Aim: Write out each of the lines below as a numbered list, skipping any blank lines.

Extracted entries:
########
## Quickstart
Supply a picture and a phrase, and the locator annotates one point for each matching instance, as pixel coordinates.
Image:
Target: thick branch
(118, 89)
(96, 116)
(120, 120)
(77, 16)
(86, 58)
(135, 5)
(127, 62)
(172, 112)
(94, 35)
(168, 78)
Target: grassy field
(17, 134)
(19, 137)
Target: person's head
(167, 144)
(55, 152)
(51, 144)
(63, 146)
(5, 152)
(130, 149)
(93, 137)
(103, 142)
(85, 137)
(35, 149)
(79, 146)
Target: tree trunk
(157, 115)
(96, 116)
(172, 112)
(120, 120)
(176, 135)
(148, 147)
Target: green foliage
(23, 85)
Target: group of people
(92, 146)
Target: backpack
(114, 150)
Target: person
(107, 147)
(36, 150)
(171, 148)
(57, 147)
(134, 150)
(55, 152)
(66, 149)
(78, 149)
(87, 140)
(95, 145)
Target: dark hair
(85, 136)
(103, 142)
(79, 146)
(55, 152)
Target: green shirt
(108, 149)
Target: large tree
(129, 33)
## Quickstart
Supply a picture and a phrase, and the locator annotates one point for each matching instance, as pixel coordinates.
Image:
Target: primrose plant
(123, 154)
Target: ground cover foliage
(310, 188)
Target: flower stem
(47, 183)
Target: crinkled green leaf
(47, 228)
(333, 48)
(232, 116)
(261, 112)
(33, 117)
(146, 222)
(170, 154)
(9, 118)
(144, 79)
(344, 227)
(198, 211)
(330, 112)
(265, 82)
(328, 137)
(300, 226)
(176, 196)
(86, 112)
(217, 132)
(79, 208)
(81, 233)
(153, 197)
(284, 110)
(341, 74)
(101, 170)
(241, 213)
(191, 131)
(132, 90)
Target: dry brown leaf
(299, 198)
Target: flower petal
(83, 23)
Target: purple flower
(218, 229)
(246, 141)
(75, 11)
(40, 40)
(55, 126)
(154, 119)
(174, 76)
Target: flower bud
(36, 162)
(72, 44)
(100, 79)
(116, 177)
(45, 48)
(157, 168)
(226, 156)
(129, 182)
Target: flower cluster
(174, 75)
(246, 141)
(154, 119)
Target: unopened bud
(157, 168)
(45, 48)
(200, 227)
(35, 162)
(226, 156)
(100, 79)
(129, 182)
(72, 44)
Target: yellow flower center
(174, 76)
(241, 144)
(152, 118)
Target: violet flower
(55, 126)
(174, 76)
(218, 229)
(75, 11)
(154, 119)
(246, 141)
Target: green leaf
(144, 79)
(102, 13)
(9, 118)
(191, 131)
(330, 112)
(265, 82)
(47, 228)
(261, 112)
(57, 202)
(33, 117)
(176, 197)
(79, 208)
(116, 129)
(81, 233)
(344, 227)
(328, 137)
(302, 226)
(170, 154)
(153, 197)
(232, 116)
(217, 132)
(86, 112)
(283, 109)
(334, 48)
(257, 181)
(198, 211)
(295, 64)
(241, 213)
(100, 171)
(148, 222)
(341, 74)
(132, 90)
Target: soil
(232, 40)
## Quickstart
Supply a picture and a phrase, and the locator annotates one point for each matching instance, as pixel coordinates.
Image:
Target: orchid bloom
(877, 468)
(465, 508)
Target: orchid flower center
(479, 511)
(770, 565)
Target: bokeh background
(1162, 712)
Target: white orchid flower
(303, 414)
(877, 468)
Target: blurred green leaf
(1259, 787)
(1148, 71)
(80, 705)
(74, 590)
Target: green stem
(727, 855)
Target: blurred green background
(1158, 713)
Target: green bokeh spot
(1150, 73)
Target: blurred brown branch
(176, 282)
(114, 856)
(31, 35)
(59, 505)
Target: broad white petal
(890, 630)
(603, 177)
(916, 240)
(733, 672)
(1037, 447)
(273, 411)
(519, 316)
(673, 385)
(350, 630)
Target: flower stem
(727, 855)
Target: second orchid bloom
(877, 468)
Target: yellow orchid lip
########
Output for this task:
1. ## Quickstart
2. Supply a picture and a phrase, and the locator annotates one point for each matching instance, as pixel coordinates.
3. Image:
4. Target: thick branch
5. (118, 89)
6. (96, 116)
7. (120, 120)
8. (77, 16)
9. (86, 58)
10. (135, 5)
11. (127, 62)
12. (172, 112)
13. (94, 35)
14. (168, 78)
15. Target: grassy field
16. (17, 134)
17. (19, 137)
18. Target: person's head
19. (167, 144)
20. (55, 152)
21. (51, 144)
22. (63, 146)
23. (5, 152)
24. (130, 149)
25. (93, 137)
26. (103, 142)
27. (85, 137)
28. (35, 149)
29. (79, 146)
30. Target: tree trunk
31. (157, 115)
32. (96, 116)
33. (172, 112)
34. (120, 120)
35. (176, 135)
36. (148, 147)
37. Target: green foliage
38. (23, 85)
39. Target: group of people
40. (92, 146)
41. Target: backpack
42. (114, 150)
43. Target: person
44. (107, 147)
45. (36, 150)
46. (171, 148)
47. (57, 147)
48. (134, 150)
49. (55, 152)
50. (66, 149)
51. (78, 149)
52. (87, 140)
53. (95, 145)
54. Target: dark hair
55. (85, 136)
56. (103, 142)
57. (79, 146)
58. (55, 152)
59. Target: green shirt
60. (108, 149)
61. Target: large tree
62. (129, 33)
63. ## Quickstart
64. Supply a picture and a phrase, and the locator annotates one point for each matching instance, as pixel coordinates.
65. Image:
66. Target: primrose plant
67. (123, 154)
68. Target: ground cover foliage
69. (310, 188)
70. Target: flower stem
71. (47, 183)
72. Target: crinkled green leaf
73. (47, 228)
74. (333, 48)
75. (232, 116)
76. (261, 112)
77. (33, 117)
78. (146, 222)
79. (170, 154)
80. (9, 118)
81. (144, 79)
82. (344, 227)
83. (198, 211)
84. (330, 112)
85. (265, 82)
86. (328, 137)
87. (300, 226)
88. (176, 196)
89. (86, 112)
90. (217, 132)
91. (79, 208)
92. (81, 233)
93. (153, 197)
94. (284, 110)
95. (341, 74)
96. (101, 170)
97. (241, 213)
98. (191, 131)
99. (132, 90)
100. Target: dry brown leaf
101. (299, 198)
102. Target: flower petal
103. (83, 23)
104. Target: purple flower
105. (218, 229)
106. (246, 141)
107. (75, 11)
108. (40, 40)
109. (55, 126)
110. (154, 119)
111. (174, 76)
112. Target: flower bud
113. (36, 162)
114. (72, 44)
115. (100, 79)
116. (116, 177)
117. (45, 48)
118. (157, 168)
119. (226, 156)
120. (129, 182)
121. Target: flower cluster
122. (174, 75)
123. (246, 141)
124. (154, 119)
125. Target: unopened bud
126. (157, 168)
127. (45, 48)
128. (200, 227)
129. (35, 162)
130. (226, 156)
131. (100, 79)
132. (129, 182)
133. (72, 44)
134. Target: yellow flower center
135. (174, 76)
136. (241, 144)
137. (152, 118)
138. Target: violet flower
139. (55, 126)
140. (174, 76)
141. (218, 229)
142. (75, 11)
143. (154, 119)
144. (246, 141)
145. Target: green leaf
146. (144, 79)
147. (102, 13)
148. (9, 118)
149. (191, 131)
150. (330, 112)
151. (265, 82)
152. (47, 228)
153. (261, 112)
154. (57, 202)
155. (33, 117)
156. (176, 197)
157. (79, 208)
158. (116, 129)
159. (81, 233)
160. (344, 227)
161. (328, 137)
162. (302, 226)
163. (170, 154)
164. (153, 197)
165. (232, 116)
166. (217, 132)
167. (86, 112)
168. (283, 109)
169. (334, 48)
170. (257, 181)
171. (198, 211)
172. (295, 64)
173. (241, 213)
174. (100, 171)
175. (148, 222)
176. (341, 74)
177. (132, 90)
178. Target: soil
179. (232, 40)
180. ## Quickstart
181. Supply a picture and a phrase, and the locator annotates one point for each matching instance, as pixel coordinates.
182. Image:
183. Target: orchid bloom
184. (877, 468)
185. (465, 508)
186. Target: orchid flower center
187. (479, 511)
188. (770, 565)
189. Target: bokeh background
190. (1162, 712)
191. Target: white orchid flower
192. (303, 414)
193. (877, 468)
194. Target: blurred green leaf
195. (1259, 787)
196. (1148, 71)
197. (80, 705)
198. (74, 590)
199. Target: green stem
200. (727, 855)
201. Target: blurred green background
202. (1158, 713)
203. Target: green bokeh spot
204. (1150, 73)
205. Target: blurred brown branch
206. (176, 282)
207. (114, 856)
208. (31, 35)
209. (59, 505)
210. Target: broad white petal
211. (890, 630)
212. (603, 177)
213. (916, 240)
214. (733, 672)
215. (1037, 447)
216. (273, 411)
217. (519, 316)
218. (673, 385)
219. (350, 630)
220. Target: flower stem
221. (727, 855)
222. Target: second orchid bloom
223. (877, 468)
224. Target: yellow orchid lip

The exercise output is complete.